### Brief
Reproduce the full article below on the Spoon River College geocaching program, word for word.

### Provided passage
================

The Spoon River College Office of Community Outreach offered participants in the summer youth program in Canton and Rushville the opportunity to look for treasure while also learning about GPS technology. Geocaching: Technology and Treasure was geared towards boys and girls who had completed 5th-8th grades.
According to the official geocaching website, geocaching is “a free real-world outdoor treasure hunting game using GPS-enabled devices. Participants navigate to a specific set of GPS coordinates and then attempt to find the geocache (container) hidden at that location.”
“We had them go to the geocaching website in order to learn the rules and to find treasure sites near their zip codes,” said Andrea Barbknecht, technology coordinator of community outreach who led the Rushville students in the program. “They then had to record several search sites, including cache size, terrain, and latitude and longitude coordinates.”
Armed with a car GPS to find the general location, students took turns using the coordinates to locate the specific spot where they would begin searching for the geocaches, which vary in size.
“Many of the geocaches are medicine bottles or peanut butter jars that have been covered with camouflage duct tape, and they all contain a slip of paper inside that students sign after finding them,” said Barbknecht.

================

### Data for review
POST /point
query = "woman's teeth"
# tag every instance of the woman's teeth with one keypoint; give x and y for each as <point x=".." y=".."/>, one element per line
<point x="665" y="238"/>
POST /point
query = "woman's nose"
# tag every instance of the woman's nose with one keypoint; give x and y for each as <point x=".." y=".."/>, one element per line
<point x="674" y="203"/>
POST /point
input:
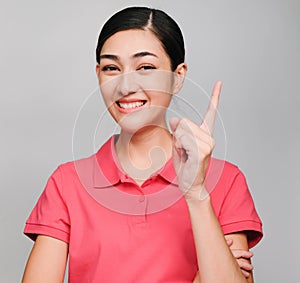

================

### Solution to this problem
The Spoon River College Office of Community Outreach offered participants in the summer youth program in Canton and Rushville the opportunity to look for treasure while also learning about GPS technology. Geocaching: Technology and Treasure was geared towards boys and girls who had completed 5th-8th grades.
According to the official geocaching website, geocaching is “a free real-world outdoor treasure hunting game using GPS-enabled devices. Participants navigate to a specific set of GPS coordinates and then attempt to find the geocache (container) hidden at that location.”
“We had them go to the geocaching website in order to learn the rules and to find treasure sites near their zip codes,” said Andrea Barbknecht, technology coordinator of community outreach who led the Rushville students in the program. “They then had to record several search sites, including cache size, terrain, and latitude and longitude coordinates.”
Armed with a car GPS to find the general location, students took turns using the coordinates to locate the specific spot where they would begin searching for the geocaches, which vary in size.
“Many of the geocaches are medicine bottles or peanut butter jars that have been covered with camouflage duct tape, and they all contain a slip of paper inside that students sign after finding them,” said Barbknecht.